Description of the task: The listing below should be copied in full, word for word.

== Input for this task ==

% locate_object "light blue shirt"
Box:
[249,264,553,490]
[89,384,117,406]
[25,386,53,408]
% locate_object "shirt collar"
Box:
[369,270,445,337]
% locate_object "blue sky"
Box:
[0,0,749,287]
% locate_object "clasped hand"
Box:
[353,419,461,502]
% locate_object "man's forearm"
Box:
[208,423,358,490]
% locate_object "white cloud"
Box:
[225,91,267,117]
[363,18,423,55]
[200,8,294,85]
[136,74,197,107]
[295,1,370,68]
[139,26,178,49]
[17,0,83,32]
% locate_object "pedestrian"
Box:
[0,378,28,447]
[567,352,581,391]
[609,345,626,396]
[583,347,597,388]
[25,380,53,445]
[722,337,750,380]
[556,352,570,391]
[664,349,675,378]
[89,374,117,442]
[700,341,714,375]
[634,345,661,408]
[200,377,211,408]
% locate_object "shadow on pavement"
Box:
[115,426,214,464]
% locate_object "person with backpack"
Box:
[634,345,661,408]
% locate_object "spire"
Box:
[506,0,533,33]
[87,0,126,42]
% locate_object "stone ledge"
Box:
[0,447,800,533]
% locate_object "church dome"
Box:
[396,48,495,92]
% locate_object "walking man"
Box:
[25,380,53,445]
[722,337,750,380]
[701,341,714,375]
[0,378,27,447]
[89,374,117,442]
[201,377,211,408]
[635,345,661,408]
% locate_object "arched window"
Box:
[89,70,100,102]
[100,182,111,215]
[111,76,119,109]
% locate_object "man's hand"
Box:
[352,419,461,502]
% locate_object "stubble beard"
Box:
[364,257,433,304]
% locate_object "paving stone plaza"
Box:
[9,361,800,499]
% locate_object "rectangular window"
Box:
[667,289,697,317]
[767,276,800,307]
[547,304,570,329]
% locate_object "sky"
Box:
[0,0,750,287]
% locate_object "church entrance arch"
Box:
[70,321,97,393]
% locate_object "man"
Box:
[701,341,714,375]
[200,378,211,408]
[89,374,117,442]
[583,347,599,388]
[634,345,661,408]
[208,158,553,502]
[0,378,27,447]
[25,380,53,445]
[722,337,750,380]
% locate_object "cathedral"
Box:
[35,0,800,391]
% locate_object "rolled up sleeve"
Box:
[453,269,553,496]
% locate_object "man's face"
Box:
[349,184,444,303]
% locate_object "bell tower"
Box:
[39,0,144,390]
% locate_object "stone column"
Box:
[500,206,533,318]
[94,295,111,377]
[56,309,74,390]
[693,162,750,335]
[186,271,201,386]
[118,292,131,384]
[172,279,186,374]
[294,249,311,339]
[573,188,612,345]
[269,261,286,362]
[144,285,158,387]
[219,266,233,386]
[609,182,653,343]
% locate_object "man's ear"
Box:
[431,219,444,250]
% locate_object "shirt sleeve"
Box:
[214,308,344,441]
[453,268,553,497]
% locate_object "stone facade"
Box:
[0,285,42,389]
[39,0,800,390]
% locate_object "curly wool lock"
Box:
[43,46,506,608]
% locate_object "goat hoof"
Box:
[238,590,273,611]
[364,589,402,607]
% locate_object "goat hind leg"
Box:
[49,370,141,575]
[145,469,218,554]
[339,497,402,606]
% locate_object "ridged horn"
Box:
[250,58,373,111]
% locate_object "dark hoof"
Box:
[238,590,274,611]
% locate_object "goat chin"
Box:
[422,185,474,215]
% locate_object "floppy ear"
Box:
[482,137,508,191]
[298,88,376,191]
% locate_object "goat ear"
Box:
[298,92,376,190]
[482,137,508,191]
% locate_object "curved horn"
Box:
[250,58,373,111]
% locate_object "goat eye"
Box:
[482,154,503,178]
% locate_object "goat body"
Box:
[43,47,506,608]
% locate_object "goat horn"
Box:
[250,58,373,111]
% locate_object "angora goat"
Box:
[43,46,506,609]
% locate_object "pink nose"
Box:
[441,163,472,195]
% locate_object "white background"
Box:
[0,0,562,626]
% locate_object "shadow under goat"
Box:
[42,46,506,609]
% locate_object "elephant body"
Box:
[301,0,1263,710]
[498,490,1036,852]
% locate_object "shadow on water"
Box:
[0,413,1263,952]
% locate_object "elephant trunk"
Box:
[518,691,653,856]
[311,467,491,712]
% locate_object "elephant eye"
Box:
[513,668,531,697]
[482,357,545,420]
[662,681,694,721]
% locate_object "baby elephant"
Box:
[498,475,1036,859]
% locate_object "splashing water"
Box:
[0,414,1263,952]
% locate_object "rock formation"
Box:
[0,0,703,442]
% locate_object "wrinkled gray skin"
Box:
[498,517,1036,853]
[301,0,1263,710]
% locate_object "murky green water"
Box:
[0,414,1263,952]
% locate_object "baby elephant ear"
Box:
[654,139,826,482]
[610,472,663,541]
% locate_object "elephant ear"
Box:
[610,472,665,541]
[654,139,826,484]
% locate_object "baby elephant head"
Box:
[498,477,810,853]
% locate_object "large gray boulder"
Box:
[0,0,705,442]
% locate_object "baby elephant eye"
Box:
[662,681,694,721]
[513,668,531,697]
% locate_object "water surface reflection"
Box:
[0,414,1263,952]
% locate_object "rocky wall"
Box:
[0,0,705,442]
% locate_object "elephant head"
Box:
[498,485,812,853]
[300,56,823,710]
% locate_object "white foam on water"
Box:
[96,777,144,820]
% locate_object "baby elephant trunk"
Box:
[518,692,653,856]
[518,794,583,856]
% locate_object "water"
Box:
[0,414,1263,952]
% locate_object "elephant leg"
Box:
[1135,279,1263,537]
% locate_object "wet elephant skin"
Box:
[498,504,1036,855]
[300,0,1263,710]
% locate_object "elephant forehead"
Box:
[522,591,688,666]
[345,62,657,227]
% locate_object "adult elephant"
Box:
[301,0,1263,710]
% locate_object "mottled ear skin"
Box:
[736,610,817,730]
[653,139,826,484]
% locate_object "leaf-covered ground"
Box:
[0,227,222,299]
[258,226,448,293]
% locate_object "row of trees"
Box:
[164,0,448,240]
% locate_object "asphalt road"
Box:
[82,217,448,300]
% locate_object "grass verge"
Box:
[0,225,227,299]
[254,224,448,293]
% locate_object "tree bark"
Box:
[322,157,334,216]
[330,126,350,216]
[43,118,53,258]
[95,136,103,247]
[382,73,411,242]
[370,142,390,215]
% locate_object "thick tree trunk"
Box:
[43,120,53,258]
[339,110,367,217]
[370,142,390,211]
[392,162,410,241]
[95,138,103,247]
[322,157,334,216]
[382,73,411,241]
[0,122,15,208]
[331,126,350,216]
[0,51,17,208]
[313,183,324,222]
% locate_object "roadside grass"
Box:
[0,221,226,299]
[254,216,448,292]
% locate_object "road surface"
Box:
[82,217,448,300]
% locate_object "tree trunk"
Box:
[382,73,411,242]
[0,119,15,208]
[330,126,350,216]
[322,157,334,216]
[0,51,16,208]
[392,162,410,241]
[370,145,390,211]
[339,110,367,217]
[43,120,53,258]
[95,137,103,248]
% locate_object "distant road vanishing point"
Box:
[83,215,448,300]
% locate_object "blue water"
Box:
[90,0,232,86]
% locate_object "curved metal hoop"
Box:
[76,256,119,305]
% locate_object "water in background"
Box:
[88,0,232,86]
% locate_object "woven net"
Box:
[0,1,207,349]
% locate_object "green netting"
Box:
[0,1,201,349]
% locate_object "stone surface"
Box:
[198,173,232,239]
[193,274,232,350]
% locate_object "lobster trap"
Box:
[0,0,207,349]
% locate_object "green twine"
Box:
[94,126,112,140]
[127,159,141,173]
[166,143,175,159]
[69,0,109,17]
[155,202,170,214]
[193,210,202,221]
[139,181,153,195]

===

Task response:
% locate_object "light blue shirt"
Box:
[249,264,553,490]
[89,384,117,406]
[25,386,53,408]
% locate_object "shirt collar"
Box:
[369,270,445,337]
% locate_object "blue sky"
Box:
[0,0,749,287]
% locate_object "clasped hand"
Box:
[353,419,461,502]
% locate_object "man's forearm"
Box:
[208,423,358,490]
% locate_object "white cloud"
Box:
[225,91,267,117]
[363,18,423,55]
[200,8,294,85]
[136,74,197,107]
[295,1,370,68]
[139,26,178,49]
[17,0,83,32]
% locate_object "pedestrian"
Box:
[0,378,28,447]
[567,352,581,391]
[609,345,626,396]
[583,347,597,388]
[25,380,53,445]
[722,337,750,380]
[556,352,570,391]
[664,349,675,378]
[89,374,117,442]
[700,341,714,375]
[634,345,661,408]
[200,377,211,408]
% locate_object "shadow on pavement"
Box:
[115,426,214,464]
% locate_object "person with backpack"
Box:
[634,345,661,408]
% locate_object "spire"
Box:
[506,0,533,33]
[87,0,126,42]
% locate_object "stone ledge"
Box:
[0,447,800,533]
% locate_object "church dome"
Box:
[396,48,495,92]
% locate_object "walking man"
Box:
[25,380,53,445]
[722,337,750,380]
[701,341,714,375]
[0,378,27,447]
[89,374,117,442]
[201,377,211,408]
[635,345,661,408]
% locate_object "arched window"
Box:
[89,70,100,102]
[100,182,111,215]
[111,76,119,109]
% locate_object "man's hand"
Box:
[352,419,461,502]
% locate_object "stubble beard"
Box:
[364,257,433,304]
% locate_object "paving stone plaza"
Box:
[9,361,800,499]
% locate_object "rectangular window"
Box:
[667,289,697,317]
[767,276,800,307]
[547,304,570,329]
% locate_object "sky"
Box:
[0,0,750,287]
% locate_object "church entrance arch"
Box:
[70,321,97,393]
% locate_object "man"
Box:
[701,341,714,375]
[200,378,211,408]
[89,374,117,442]
[583,347,599,388]
[634,345,661,408]
[208,158,553,502]
[0,378,27,447]
[25,380,53,445]
[722,337,750,380]
% locate_object "cathedral"
Box:
[35,0,800,391]
% locate_object "rolled up sleeve"
Box:
[453,269,553,496]
% locate_object "man's face"
Box:
[349,184,444,303]
% locate_object "bell tower"
Box:
[39,0,144,390]
% locate_object "stone column"
Box:
[500,206,533,318]
[94,295,111,377]
[56,309,74,390]
[693,162,750,335]
[186,271,201,386]
[118,292,131,384]
[172,279,186,374]
[294,249,311,339]
[573,188,612,345]
[269,261,286,362]
[144,285,158,387]
[219,266,233,386]
[609,182,653,343]
% locate_object "man's ear"
Box:
[431,219,444,250]
% locate_object "shirt sleeve"
Box:
[214,308,344,441]
[453,268,553,497]
% locate_object "stone facade"
Box:
[0,285,42,389]
[39,0,800,390]
% locate_object "curly wool lock"
Box:
[43,46,506,608]
% locate_object "goat hoof"
Box:
[238,590,273,611]
[364,589,402,607]
% locate_object "goat hind leg"
Box:
[49,370,141,575]
[145,469,218,554]
[339,497,402,606]
% locate_object "ridged horn"
Box:
[250,58,373,111]
% locate_object "dark hoof"
Box:
[238,590,274,611]
% locate_object "goat chin"
Box:
[422,185,474,215]
% locate_object "floppy ear"
Box:
[482,137,508,191]
[298,88,376,191]
% locate_object "goat ear"
Box:
[298,92,376,190]
[482,137,508,191]
% locate_object "curved horn"
Box:
[250,58,373,111]
% locate_object "goat eye"
Box:
[482,154,503,178]
% locate_object "goat body"
Box:
[43,47,506,608]
% locate_object "goat horn"
Box:
[250,58,373,111]
% locate_object "angora goat"
Box:
[43,46,506,609]
% locate_object "pink nose"
Box:
[441,163,472,195]
% locate_object "white background"
Box:
[0,0,562,626]
% locate_object "shadow under goat"
Box:
[42,46,506,609]
% locate_object "elephant body"
Box:
[301,0,1263,710]
[498,490,1036,852]
% locate_object "shadow on water"
Box:
[0,413,1263,952]
% locate_object "elephant trunk"
Box:
[518,691,653,856]
[311,467,491,712]
% locate_object "elephant eye"
Box:
[513,668,531,697]
[482,357,545,420]
[662,681,694,721]
% locate_object "baby elephant"
Box:
[498,475,1036,859]
% locate_object "splashing water"
Box:
[0,414,1263,952]
% locate_object "rock formation"
Box:
[0,0,703,442]
% locate_object "wrinkled gray skin"
Box:
[498,517,1036,853]
[301,0,1263,710]
% locate_object "murky green water"
Box:
[0,414,1263,952]
% locate_object "baby elephant ear"
Box:
[654,139,826,482]
[610,472,663,541]
% locate_object "elephant ear"
Box:
[610,472,665,541]
[654,139,826,484]
% locate_object "baby elephant head"
Box:
[498,477,810,853]
% locate_object "large gray boulder"
Box:
[0,0,705,442]
% locate_object "baby elephant eye"
Box:
[662,681,694,721]
[513,668,531,697]
% locate_object "water surface reflection"
Box:
[0,414,1263,952]
% locate_object "rocky wall"
Box:
[0,0,705,442]
% locate_object "elephant head"
Box:
[498,485,812,853]
[300,56,823,710]
% locate_object "white foam on water"
Box:
[96,777,144,820]
% locate_object "baby elephant trunk"
Box:
[518,692,653,856]
[518,794,583,856]
% locate_object "water"
Box:
[0,414,1263,952]
% locate_object "elephant leg"
Box:
[1135,279,1263,537]
% locate_object "wet elephant skin"
Box:
[498,504,1036,855]
[300,0,1263,710]
% locate_object "elephant forehead"
Box:
[522,591,688,666]
[345,62,657,227]
% locate_object "adult elephant"
Box:
[301,0,1263,710]
% locate_object "mottled ear skin"
Box:
[736,610,817,730]
[653,139,826,484]
% locate_object "leaf-covered ground"
Box:
[0,227,222,299]
[258,226,448,293]
% locate_object "row of trees"
Box:
[164,0,448,240]
% locate_object "asphalt road"
Box:
[82,217,448,300]
% locate_object "grass verge"
Box:
[0,225,227,299]
[254,224,448,293]
% locate_object "tree bark"
Box:
[322,157,334,216]
[330,126,350,216]
[43,118,53,258]
[95,136,103,247]
[382,73,411,242]
[370,142,390,215]
% locate_object "thick tree trunk"
Box:
[43,120,53,258]
[339,110,367,217]
[370,142,390,211]
[392,162,410,241]
[95,138,103,247]
[322,157,334,216]
[382,73,411,241]
[0,122,15,208]
[331,126,350,216]
[0,51,17,208]
[313,183,324,222]
% locate_object "roadside grass"
Box:
[0,221,226,299]
[254,216,448,292]
% locate_object "road surface"
Box:
[82,217,448,300]
% locate_object "tree trunk"
Box:
[382,73,411,242]
[0,119,15,208]
[330,126,350,216]
[322,157,334,216]
[0,51,16,208]
[392,162,410,241]
[370,145,390,211]
[339,110,367,217]
[43,120,53,258]
[95,137,103,248]
% locate_object "distant road vanishing point"
Box:
[83,215,448,300]
% locate_object "blue water"
Box:
[90,0,232,86]
% locate_object "curved metal hoop"
Box:
[76,256,119,305]
% locate_object "water in background"
Box:
[88,0,232,86]
% locate_object "woven net"
Box:
[0,1,207,349]
% locate_object "green netting"
Box:
[0,1,201,349]
% locate_object "stone surface"
Box:
[198,173,232,239]
[193,274,232,350]
% locate_object "lobster trap"
Box:
[0,0,207,349]
% locate_object "green twine"
Box:
[94,126,112,140]
[127,159,141,173]
[166,143,175,159]
[69,0,109,17]
[155,202,170,214]
[193,210,202,221]
[139,181,153,195]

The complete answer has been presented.